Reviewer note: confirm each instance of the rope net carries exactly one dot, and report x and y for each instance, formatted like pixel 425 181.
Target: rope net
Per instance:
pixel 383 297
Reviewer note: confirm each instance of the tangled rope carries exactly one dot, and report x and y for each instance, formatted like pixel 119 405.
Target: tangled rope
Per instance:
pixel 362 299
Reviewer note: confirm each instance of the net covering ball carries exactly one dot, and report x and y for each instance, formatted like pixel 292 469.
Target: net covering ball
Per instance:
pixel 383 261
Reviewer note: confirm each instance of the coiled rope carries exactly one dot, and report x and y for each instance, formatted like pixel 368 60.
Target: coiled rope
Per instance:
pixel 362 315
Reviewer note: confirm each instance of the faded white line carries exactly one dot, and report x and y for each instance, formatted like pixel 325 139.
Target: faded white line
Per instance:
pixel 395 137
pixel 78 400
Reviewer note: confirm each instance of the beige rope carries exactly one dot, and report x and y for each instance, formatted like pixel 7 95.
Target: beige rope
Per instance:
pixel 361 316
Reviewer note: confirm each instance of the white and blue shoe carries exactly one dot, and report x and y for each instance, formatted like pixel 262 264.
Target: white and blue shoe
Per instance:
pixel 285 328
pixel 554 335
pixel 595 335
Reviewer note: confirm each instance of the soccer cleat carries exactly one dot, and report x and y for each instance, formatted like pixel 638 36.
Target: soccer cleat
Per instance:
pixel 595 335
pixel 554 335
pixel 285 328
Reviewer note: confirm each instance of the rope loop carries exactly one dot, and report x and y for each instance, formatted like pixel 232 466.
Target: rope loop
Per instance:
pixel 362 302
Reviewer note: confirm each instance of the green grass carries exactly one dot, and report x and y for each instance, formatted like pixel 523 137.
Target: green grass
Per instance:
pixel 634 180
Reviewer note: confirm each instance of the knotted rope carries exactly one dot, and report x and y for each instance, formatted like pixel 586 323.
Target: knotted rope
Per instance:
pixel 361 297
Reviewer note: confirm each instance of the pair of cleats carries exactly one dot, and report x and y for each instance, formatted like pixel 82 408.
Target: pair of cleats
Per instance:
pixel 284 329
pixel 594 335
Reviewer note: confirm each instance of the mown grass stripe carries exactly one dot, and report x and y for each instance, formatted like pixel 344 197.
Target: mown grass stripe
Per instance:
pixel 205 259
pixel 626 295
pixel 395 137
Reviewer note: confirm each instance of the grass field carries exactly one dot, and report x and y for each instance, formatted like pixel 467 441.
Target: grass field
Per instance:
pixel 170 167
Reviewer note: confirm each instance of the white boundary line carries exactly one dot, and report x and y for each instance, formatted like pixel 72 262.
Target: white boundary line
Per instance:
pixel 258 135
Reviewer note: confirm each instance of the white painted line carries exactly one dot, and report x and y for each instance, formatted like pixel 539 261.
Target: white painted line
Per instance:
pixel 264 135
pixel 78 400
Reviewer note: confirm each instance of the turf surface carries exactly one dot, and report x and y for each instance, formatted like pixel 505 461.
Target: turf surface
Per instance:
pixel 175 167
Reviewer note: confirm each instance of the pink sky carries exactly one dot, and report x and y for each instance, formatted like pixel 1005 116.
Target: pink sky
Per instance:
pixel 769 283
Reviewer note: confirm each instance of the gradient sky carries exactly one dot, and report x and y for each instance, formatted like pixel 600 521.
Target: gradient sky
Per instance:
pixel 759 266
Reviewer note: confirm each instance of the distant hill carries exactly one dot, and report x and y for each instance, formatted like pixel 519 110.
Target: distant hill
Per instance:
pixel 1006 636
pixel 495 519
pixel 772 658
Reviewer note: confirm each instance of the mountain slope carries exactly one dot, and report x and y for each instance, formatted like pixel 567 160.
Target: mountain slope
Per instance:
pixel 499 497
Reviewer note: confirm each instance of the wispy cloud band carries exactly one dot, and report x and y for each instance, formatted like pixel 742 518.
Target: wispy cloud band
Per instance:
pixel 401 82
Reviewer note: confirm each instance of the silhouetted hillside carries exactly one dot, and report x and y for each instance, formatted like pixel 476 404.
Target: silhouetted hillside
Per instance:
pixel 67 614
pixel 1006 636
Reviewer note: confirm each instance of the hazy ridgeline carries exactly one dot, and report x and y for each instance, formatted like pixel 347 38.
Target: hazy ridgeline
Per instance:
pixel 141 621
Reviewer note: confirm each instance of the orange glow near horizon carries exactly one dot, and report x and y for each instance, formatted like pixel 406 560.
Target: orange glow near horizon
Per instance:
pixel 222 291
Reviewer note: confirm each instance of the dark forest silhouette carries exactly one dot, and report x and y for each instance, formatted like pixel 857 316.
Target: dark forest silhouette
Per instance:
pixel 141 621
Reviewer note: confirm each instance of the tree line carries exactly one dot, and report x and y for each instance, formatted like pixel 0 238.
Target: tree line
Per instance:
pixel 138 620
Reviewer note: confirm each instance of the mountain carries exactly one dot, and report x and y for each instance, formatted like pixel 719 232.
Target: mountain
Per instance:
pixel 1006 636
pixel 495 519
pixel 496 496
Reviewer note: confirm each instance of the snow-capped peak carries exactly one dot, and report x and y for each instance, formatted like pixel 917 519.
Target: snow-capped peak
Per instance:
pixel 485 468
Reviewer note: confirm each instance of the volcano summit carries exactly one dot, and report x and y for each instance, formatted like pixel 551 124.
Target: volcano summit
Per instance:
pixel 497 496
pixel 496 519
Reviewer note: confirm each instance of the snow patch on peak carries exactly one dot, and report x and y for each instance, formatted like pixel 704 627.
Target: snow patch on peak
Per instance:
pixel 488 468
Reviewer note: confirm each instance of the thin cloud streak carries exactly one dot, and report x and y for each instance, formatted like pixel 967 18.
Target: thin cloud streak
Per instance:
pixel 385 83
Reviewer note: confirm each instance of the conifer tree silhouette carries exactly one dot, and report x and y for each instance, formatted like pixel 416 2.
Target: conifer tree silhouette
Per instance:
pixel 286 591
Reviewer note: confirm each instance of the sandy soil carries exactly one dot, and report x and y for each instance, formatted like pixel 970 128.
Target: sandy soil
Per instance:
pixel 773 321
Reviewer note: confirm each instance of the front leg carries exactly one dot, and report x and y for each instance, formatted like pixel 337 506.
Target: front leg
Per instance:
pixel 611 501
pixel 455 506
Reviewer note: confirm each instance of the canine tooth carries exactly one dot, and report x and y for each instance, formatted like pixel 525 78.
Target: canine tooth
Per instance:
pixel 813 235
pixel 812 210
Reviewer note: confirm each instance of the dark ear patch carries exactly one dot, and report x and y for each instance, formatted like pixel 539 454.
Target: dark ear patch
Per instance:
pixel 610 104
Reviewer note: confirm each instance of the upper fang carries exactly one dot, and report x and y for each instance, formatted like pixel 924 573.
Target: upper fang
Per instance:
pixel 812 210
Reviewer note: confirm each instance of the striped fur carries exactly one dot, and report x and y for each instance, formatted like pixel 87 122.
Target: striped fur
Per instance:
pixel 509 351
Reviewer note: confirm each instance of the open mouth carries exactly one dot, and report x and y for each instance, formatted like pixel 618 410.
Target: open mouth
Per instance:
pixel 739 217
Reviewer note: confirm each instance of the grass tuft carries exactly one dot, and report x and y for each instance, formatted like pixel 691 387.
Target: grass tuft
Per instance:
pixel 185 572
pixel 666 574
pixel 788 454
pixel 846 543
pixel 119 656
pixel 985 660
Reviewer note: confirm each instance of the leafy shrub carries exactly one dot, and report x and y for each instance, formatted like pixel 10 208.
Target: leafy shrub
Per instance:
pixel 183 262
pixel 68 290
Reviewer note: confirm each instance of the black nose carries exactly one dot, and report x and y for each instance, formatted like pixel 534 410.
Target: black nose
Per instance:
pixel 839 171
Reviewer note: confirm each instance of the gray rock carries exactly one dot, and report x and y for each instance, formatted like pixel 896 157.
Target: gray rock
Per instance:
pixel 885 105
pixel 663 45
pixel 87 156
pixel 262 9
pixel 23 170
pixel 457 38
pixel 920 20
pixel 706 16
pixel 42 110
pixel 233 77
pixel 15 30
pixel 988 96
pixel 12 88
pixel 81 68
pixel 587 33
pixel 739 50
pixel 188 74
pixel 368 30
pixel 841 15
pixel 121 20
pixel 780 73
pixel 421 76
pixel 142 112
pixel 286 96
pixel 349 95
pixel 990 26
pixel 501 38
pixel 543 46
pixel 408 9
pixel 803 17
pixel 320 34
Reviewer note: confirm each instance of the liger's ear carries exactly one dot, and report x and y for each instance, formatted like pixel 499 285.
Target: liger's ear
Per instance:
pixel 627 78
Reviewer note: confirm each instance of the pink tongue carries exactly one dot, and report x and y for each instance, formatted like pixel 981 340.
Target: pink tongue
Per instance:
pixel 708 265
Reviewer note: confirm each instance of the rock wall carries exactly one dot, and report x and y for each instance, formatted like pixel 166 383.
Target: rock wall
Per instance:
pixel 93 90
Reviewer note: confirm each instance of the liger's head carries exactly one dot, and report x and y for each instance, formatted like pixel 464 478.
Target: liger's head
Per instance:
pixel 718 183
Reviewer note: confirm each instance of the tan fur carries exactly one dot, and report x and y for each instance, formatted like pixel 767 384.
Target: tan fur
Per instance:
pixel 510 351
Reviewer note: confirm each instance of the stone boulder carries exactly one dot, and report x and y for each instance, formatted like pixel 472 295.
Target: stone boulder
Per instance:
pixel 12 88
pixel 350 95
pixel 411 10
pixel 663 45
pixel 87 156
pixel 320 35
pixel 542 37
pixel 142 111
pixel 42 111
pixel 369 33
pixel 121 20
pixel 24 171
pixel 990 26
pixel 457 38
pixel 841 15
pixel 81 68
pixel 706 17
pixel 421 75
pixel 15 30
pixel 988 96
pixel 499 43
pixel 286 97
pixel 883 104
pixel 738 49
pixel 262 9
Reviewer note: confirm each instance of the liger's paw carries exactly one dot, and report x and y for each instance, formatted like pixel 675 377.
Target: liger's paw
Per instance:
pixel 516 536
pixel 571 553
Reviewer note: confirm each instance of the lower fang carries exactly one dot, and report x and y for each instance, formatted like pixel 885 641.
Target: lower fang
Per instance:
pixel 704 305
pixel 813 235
◇ ◇ ◇
» Requirements
Render the data starting at the line that contains "Reviewer note: confirm each instance of the tangled" and ending at the line that contains "pixel 362 315" as a two-column CSV with the header text,answer, one row per entry. Put each value in a single quoted field and replace its line breaks with spaces.

» Reply
text,answer
"Reviewer note: confirm each instance of the tangled rope carries exactly one dot, and report x and y for each instance, formatted like pixel 119 405. Target: tangled rope Per instance:","pixel 362 299"
"Reviewer note: confirm each instance of the net covering ball carries exactly one dot, and report x and y for each instance, formatted like pixel 292 469. Target: net covering ball Per instance:","pixel 383 261"
"Reviewer note: confirm each instance of the coiled rope carries exactly one dot, and report x and y for each instance, formatted like pixel 368 60. Target: coiled rope Per instance:","pixel 362 315"